◆ **TEXTAUSZUG**:
Flüchtlinge helfen Nachbarn in Stralsund Zusammenhalt in Zeiten der Pandemie

Streetworker Benjamin Kohlstedt sowie die Initiatoren Taher Sayadi und Reem Ammori besprechen mit NBZ-Einsatzstellenleiter Thomas Nitz die Projekte für das Netzwerk zur Corona-Hilfe vor dem Nachbarschaftszentrum im Stralsunder Stadtteil Grünhufe (v.l.n.r.).

Foto: KDW/fg

04.05.2020 · Stralsund.

Rund 65 Einwanderinnen und Einwanderer haben in Stralsund ein ehrenamtliches Netzwerk gegründet, das in Zeiten der Corona-Pandemie Hilfsprojekte organisiert und umsetzt. Normalerweise treffen sich viele von ihnen regelmäßig im Nachbarschaftszentrum (NBZ) in der Auferstehungskirche im Stadtteil Grünhufe. Das NBZ des Kreisdiakonischen Werks (KDW) Stralsund ist ein zentraler Punkt im sozialen Leben und im Miteinander der Menschen im Stadtteil, doch aufgrund der Maßnahmen zur Eindämmung der Pandemie müssen viele Angebote und Treffs derzeit zurückgefahren werden oder ausfallen. Zwar ist das NBZ weiterhin per Telefon erreichbar und bietet Hilfe an, doch als der gewohnte Ort des Kontakts und Austauschs steht es derzeit den Stadtteilbewohnenden nicht zur Verfügung.
 
In Stralsund eine neue Heimat gefunden
 
In dieser Situation initiierten die Palästinenserin Reem Ammori und der Syrer Taher Sayadi das Hilfs-Netzwerk. Beide haben in Stralsund seit einigen Jahren eine neue Heimat gefunden und fühlten sich im NBZ von Beginn an willkommen. „Wir wollen dieser Stadt etwas zurückgeben und uns einbringen“, sagt Agraringenieur Taher Sayadi, der mit seiner Familie in Stralsund lebt. Gemeinsam mit Studentin Reem Ammori ist es ihm gelungen, rund 65 Geflüchtete, Einwanderinnen und Einwanderer, die meisten aus Syrien stammend, für die ehrenamtliche Nachbarschaftshilfe des NBZ zu begeistern, in der sich auch viele Einheimische engagieren.

◆ **AUFGABE 1**: Erklären Sie anhand des Artikels über das Stralsunder Hilfsnetzwerk, warum das Nachbarschaftszentrum in Grünhufe den Stadtteilbewohnenden derzeit nicht als gewohnter Ort des Kontakts und Austauschs zur Verfügung steht.
◆ **AUFGABE 2**: Schreiben Sie den Artikel über das Stralsunder Hilfsnetzwerk im Anschluss an seinen letzten Satz weiter.

◆ **ERFASSTE DATEN**:
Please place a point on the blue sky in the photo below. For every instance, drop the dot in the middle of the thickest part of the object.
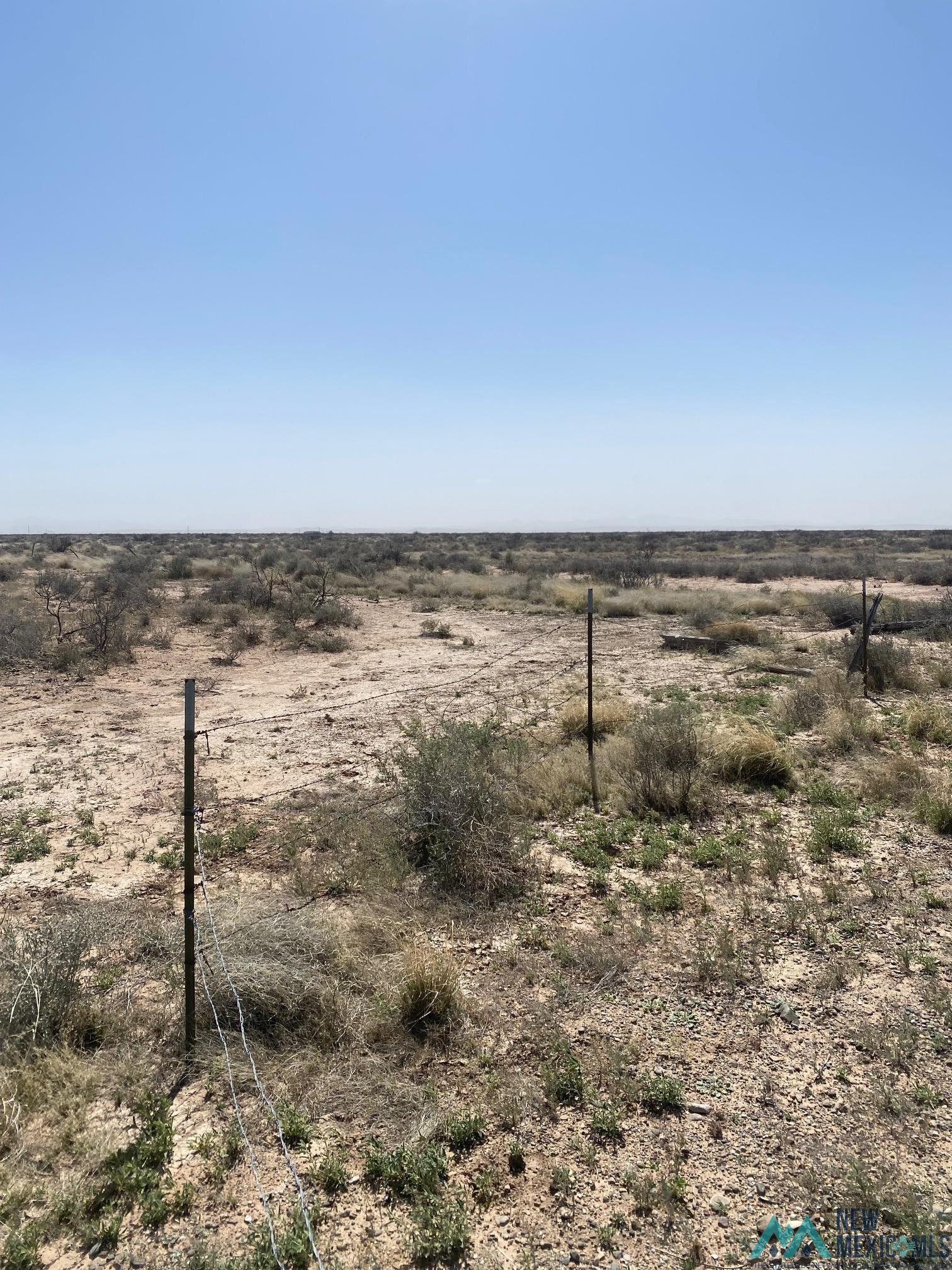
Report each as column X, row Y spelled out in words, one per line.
column 475, row 263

◆ **LÖSUNG 1**: Wegen der Maßnahmen zur Eindämmung der Corona-Pandemie müssen viele Angebote und Treffs des Nachbarschaftszentrums zurückgefahren werden oder ausfallen. Das Zentrum ist zwar weiterhin per Telefon erreichbar und bietet Hilfe an, kann aber nicht als Treffpunkt dienen.

◆ **LÖSUNG 2**:
 
Schrittweise werden Gemeinschaftswerke organisiert
 
„Diese besondere Situation gab es so noch nie. Was hier für Schätze freigespült werden, ist unglaublich“, meint Thomas Nitz, Einsatzstellenleiter des NBZ, über das entstehende Netzwerk. „Es wurden und werden schrittweise kleinere Gemeinschaftswerke organisiert“, so Thomas Nitz. Mehrere Projekte seien bereits angelaufen. „Im Tierpark wurde und wird bei der Instandsetzung und Teilrenovierung der Mahnkenschen Mühle, dem Ackerbürgerhaus und dem Traktor geholfen. Bei der Skateranlage in Grünhufe möchte die Gruppe bei den Renovierungsarbeiten unterstützen und schrittweise die Eröffnung begleiten. Und weitere Projekte werden folgen“, kündigt Thomas Nitz an.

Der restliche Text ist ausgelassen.